» Prompt
Give the material again in full, matching it exactly.

» Records supplied
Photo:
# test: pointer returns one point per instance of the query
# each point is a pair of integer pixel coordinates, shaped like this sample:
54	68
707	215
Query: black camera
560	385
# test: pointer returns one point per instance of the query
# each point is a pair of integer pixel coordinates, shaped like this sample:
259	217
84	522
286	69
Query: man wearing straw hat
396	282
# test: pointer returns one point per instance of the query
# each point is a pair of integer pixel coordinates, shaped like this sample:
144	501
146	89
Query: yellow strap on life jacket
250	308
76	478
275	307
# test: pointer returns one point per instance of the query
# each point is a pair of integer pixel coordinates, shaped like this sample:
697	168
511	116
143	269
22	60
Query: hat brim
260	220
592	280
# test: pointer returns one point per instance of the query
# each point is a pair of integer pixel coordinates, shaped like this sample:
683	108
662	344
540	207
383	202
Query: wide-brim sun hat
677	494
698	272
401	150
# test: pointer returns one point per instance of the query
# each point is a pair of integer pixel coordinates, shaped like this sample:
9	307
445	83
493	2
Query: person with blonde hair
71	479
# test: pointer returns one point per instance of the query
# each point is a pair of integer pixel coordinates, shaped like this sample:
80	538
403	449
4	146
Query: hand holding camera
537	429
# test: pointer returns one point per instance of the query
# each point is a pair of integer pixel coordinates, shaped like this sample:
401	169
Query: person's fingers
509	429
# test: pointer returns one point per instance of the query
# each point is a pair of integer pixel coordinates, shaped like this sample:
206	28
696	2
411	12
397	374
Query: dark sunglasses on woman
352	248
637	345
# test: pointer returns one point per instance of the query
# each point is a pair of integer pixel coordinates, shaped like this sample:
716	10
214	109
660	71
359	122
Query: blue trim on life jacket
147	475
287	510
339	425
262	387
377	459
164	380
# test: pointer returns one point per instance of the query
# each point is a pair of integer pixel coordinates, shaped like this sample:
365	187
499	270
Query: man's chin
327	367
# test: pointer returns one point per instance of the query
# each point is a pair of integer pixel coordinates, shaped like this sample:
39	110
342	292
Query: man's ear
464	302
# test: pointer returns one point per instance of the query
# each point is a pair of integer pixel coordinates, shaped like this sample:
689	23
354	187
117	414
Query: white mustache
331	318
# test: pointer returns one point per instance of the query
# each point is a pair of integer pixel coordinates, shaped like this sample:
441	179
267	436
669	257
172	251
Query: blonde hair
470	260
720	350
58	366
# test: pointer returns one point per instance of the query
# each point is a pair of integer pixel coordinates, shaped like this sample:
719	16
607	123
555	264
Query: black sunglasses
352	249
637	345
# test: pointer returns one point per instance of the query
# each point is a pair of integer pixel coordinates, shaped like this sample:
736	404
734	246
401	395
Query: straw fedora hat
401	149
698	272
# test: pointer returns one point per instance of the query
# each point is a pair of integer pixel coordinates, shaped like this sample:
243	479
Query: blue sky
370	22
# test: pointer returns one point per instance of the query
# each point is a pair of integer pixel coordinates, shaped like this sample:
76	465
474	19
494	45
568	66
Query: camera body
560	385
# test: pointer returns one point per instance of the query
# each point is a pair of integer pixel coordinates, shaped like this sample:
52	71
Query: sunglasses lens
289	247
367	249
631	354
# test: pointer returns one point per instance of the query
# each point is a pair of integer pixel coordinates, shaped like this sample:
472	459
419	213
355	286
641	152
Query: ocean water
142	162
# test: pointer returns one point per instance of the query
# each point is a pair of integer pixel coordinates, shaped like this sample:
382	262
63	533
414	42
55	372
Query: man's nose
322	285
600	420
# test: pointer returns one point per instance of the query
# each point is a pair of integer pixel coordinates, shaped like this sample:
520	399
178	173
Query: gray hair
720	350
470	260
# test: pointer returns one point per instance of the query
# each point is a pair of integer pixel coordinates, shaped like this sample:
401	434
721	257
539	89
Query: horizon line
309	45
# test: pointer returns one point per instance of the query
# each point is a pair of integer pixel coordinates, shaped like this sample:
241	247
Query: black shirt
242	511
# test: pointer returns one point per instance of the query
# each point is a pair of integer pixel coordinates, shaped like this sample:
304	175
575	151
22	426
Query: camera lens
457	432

» Result
Photo:
# test: pointer returns one point per instance of the query
# each point is a pair of integer pixel coordinates, shaped like this sample:
54	68
707	215
Query: black camera
560	385
# test: pointer returns one point per instance of the query
# each point is a pair of integer pixel coordinates, shaped like this sample:
259	217
84	522
286	69
Query: man wearing straw hat
396	282
# test: pointer returns one point per instance of the query
# each point is a pair of integer pixel coordinates, shaped like this sample:
144	501
146	89
Query: yellow strap on life jacket
250	308
76	478
275	307
# test: pointer returns one point per instance of the query
# each point is a pair of integer pixel coordinates, shaped like this sample:
697	168
511	116
143	269
22	60
Query: hat brim
260	220
592	280
# test: pointer returns one point per instance of the query
# each point is a pair of integer pixel coordinates, shaped like this sample:
683	108
662	344
540	207
383	202
Query: wide-brim sun hat
677	494
698	272
401	150
# test: pointer returns one point per instance of the query
# each point is a pair of integer pixel coordinates, shaped like this sample:
9	307
445	83
493	2
Query: person with blonde hair
71	479
# test: pointer returns one point per instance of the query
# each point is a pair of integer pixel coordinates, shaped like this sample:
80	538
403	449
4	146
Query: hand holding camera
537	429
# test: pointer returns one point per instance of the query
# each point is a pair of integer pixel coordinates, shaped like this sample:
401	169
Query: person's fingers
509	429
# test: pointer returns one point per instance of the query
# each point is a pair of integer pixel coordinates, shaped like this sample:
206	28
696	2
411	12
397	374
Query: dark sunglasses on woman
352	248
637	345
# test: pointer returns one point per instance of the query
# each point is a pair of integer pixel coordinates, shaped like this sample:
716	10
214	109
660	71
359	122
Query: blue trim on life jacket
147	475
287	510
339	425
262	387
377	459
164	380
# test: pointer returns one point per instance of the query
# each point is a pair of integer pixel coordinates, shaped like this sample:
365	187
499	270
Query: man's chin
327	367
# test: pointer returns one point per instance of the query
# each point is a pair of integer pixel coordinates, shaped like this sample:
39	110
342	292
Query: man's ear
464	302
# test: pointer returns one point per instance of the query
# each point is a pair of integer pixel coordinates, shaped like this sample:
689	23
354	187
117	414
Query: white mustache
331	318
# test: pointer returns one point per instance of the query
# each point is a pair of integer pixel coordinates, shaped like this sample:
441	179
267	436
669	257
172	251
Query: blonde hair
470	260
720	350
58	366
# test: pointer returns one point per instance of the query
# each point is a pair of integer pixel coordinates, shaped like this sample:
719	16
607	123
555	264
Query: black sunglasses
352	249
637	345
# test: pointer returns one point per instance of the query
# each point is a pair of integer pixel coordinates, shaped like this sample:
736	404
734	246
401	395
Query: straw fedora hat
401	149
698	272
# test: pointer returns one point per instance of the query
# each point is a pair of integer pixel coordinates, shaped like this sample:
243	479
Query: blue sky
370	22
# test: pointer returns one point per instance of the query
# each point is a pair of integer pixel coordinates, shaped like this sample:
76	465
474	19
494	45
568	66
Query: camera body
560	385
# test: pointer returns one point per instance of the query
# each point is a pair of integer pixel coordinates, shaped like this sample:
52	71
Query: sunglasses lens
289	247
367	249
631	354
# test: pointer returns one point per instance of the query
# each point is a pair of integer pixel coordinates, shaped like this sample:
472	459
419	213
355	286
641	152
Query: ocean water
142	162
# test: pointer returns one point per instance of the query
# each point is a pair of integer pixel coordinates, shaped like this sample:
382	262
63	533
414	42
55	372
Query: man's nose
322	285
600	420
# test: pointer returns one point per instance of the query
# each point is a pair of integer pixel coordinates, shaped like this sample:
520	399
178	173
Query: gray hair
720	350
470	260
# test: pointer returns one point per instance of the query
# each point is a pair of integer pixel coordinates, shaped like this sample:
401	434
721	257
539	89
Query: horizon line
309	45
# test: pointer returns one point per instance of the query
# each point is a pair of integer pixel coordinates, shaped like this sample:
241	247
Query: black shirt
242	511
# test: pointer returns one point per instance of the query
# each point is a pair of integer pixel coordinates, shaped like this sample:
304	175
575	151
22	426
Query: camera lens
457	432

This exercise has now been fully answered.